Variable resistor card for a fuel level sensor

Abstract

A variable resistor card for a fuel level sensor includes a first wiper contact area, a first electrically conductive pathway electrically communicated to the first wiper contact area, a second wiper contact area, a second electrically conductive pathway electrically communicated to the second wiper contact area, and a nonconductive layer on at least one of the first and second electrically conductive pathways.

Description

FIELD OF THE INVENTION

This invention relates generally to automotive fuel level sensors, and more particularly to variable resistor cards for fuel level sensors.

BACKGROUND OF THE INVENTION

A variable resistor is often used in a fuel level sensor to detect a change in fuel level in a fuel tank of an automobile. A typical variable resistor assembly has a wiper mechanically movable across contact segments of a resistor to change resistance value without interrupting a circuit to which the resistor is connected. The wiper is movable, usually in response to a float in a fuel tank responsive to changes in the level or depth of liquid fuel in the fuel tank. The typical variable resistor assembly has a resistor card including a ceramic substrate, two separate terminals on the substrate, and two separate and respective arcuate wiper contact areas on the substrate that are electrically connected with the terminals. Contact segments of at least one of the wiper contact areas are electrically connected to a resistor. Typically the wiper is pivotably mounted by an arm in relation to the substrate and bridges the wiper contact areas.

Typically, the resistance value of the variable resistor assembly varies in accordance with the position of the float. As the level of fuel within a fuel tank changes, the float member and actuator arm move and thereby cause the wiper to sweep over the arcuate wiper contact areas to change an effective length of the variable resistor between the terminals and thereby vary the effective resistance of the variable resistor. In accordance with the change in resistance, the output voltage of the resistor card changes and, thus, effects a change—such as from “Full” toward “Empty”—in a remote fuel level indicator useable by a driver in a passenger compartment of a vehicle.

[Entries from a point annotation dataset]
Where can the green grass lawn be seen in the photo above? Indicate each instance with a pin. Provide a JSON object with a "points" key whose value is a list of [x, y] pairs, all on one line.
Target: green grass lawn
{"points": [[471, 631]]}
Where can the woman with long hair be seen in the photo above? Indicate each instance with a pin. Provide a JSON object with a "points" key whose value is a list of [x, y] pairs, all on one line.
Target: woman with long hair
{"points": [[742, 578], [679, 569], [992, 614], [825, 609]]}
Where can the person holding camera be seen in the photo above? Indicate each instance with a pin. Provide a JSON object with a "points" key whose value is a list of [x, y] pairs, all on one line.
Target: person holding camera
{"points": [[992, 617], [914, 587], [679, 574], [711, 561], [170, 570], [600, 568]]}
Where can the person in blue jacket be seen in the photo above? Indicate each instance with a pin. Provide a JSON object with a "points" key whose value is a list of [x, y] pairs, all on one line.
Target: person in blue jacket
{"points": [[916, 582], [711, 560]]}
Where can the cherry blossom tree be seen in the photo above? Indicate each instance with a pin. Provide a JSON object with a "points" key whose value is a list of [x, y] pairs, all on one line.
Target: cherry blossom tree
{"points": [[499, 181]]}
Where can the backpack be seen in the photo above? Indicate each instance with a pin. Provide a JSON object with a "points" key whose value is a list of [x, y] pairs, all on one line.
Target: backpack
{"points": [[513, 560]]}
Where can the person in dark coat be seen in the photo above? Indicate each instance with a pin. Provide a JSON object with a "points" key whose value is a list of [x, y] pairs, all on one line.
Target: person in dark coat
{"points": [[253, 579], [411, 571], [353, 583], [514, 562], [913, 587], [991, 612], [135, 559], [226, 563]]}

- SHORT TASK A -
Repeat, word for word, the stretch of the fuel level sensor text from "A variable resistor card" through "fuel level sensors.".
- SHORT TASK B -
List every line of the records that contains the string "jacket", treating uppercase and lowercase letters as different.
The fuel level sensor text and the records have no connection to each other.

- FINAL ANSWER A -
A variable resistor card for a fuel level sensor includes a first wiper contact area, a first electrically conductive pathway electrically communicated to the first wiper contact area, a second wiper contact area, a second electrically conductive pathway electrically communicated to the second wiper contact area, and a nonconductive layer on at least one of the first and second electrically conductive pathways.

Description

FIELD OF THE INVENTION

This invention relates generally to automotive fuel level sensors, and more particularly to variable resistor cards for fuel level sensors.

- FINAL ANSWER B -
Where can the person in blue jacket be seen in the photo above? Indicate each instance with a pin. Provide a JSON object with a "points" key whose value is a list of [x, y] pairs, all on one line.
Target: person in blue jacket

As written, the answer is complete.